--- Begin Extract provided ---
The woman in the trench coat asked “Is it going to make a nice day, do you think?”
“I’m not sure but it’s looking good at the minute” I replied.
“I know, but will it last?” said the woman.

No Surprises by Radiohead has been going round my head all week. Today I think I worked out why; several of the door bell chimes on my delivery sound like the song’s opening two notes.

Tuesday, 28 February 2012

It was getting light as I walked through the park...



It was getting light as I walked through the park. Two Border collies were rounding up the ducks while a woman in a sky blue anorak and bleached hair shouted at them to stop.

The man who has the look of a comedy vicar from the 1970s: bald head, buck teeth, glasses, was repairing a dry stone wall. He tried to wave as I drove past but couldn’t lift his arm because he was holding a large piece of stone.
--- End Extract provided ---
Job A → Collect every line of the listing below that contains the word "plastic".
--- Begin Supplied material ---
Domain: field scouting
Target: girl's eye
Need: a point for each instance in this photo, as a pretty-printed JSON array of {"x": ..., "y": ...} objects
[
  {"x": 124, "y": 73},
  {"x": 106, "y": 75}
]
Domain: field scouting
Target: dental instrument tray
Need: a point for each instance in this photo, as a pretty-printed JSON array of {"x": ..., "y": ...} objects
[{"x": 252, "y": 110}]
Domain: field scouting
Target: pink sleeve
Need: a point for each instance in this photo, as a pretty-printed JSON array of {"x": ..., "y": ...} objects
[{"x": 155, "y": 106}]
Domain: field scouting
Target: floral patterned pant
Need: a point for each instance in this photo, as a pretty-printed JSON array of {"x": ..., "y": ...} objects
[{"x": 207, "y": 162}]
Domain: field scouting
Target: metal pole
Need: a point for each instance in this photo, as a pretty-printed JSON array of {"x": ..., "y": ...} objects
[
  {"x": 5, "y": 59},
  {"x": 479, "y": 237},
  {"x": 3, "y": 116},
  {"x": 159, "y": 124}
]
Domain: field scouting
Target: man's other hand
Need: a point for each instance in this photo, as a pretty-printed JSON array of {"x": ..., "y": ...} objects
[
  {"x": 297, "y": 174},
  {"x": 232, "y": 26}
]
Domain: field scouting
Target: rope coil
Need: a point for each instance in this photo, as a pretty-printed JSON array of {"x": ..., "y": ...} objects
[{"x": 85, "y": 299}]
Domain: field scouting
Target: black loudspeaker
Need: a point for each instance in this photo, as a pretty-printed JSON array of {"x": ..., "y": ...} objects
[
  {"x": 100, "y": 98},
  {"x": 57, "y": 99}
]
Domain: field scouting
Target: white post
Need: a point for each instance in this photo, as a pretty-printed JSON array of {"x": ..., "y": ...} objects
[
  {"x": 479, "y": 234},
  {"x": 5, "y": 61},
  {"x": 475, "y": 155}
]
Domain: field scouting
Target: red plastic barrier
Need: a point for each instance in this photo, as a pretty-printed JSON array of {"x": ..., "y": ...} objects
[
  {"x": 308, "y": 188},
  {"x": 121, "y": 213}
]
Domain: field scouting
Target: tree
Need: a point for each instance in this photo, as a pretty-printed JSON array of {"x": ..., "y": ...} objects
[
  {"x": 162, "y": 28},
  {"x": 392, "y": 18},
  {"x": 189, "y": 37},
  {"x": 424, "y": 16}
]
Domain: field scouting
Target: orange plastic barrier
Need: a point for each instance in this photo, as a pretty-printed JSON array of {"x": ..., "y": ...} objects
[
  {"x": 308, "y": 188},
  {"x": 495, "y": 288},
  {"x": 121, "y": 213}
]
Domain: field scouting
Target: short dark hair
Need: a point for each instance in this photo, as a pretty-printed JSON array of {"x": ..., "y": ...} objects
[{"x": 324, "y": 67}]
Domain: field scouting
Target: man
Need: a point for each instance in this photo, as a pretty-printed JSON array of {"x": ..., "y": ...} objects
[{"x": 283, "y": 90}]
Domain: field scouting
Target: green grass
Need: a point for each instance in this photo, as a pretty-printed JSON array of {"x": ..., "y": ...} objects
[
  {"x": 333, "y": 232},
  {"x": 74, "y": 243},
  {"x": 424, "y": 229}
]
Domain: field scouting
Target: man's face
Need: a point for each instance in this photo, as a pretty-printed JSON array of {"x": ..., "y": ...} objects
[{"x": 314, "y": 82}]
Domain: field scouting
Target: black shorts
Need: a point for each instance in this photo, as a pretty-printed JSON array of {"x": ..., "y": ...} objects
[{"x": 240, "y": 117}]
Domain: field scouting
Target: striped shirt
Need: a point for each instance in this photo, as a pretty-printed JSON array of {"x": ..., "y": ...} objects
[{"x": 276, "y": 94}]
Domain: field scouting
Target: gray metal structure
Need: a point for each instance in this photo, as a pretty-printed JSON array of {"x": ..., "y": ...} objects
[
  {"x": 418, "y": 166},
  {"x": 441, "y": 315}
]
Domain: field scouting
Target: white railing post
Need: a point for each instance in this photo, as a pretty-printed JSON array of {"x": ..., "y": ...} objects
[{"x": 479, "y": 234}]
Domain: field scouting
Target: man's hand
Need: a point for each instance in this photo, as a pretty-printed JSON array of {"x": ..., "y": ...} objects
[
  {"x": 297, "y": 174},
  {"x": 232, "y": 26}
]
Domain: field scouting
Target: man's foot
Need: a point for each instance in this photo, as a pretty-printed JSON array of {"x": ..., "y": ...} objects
--- End Supplied material ---
Job B → From the diary entry above, reproduce the passage word for word, starting with "The woman in" and going on through "opening two notes.".

Task result A →
Target: red plastic barrier
Target: orange plastic barrier

Task result B →
The woman in the trench coat asked “Is it going to make a nice day, do you think?”
“I’m not sure but it’s looking good at the minute” I replied.
“I know, but will it last?” said the woman.

No Surprises by Radiohead has been going round my head all week. Today I think I worked out why; several of the door bell chimes on my delivery sound like the song’s opening two notes.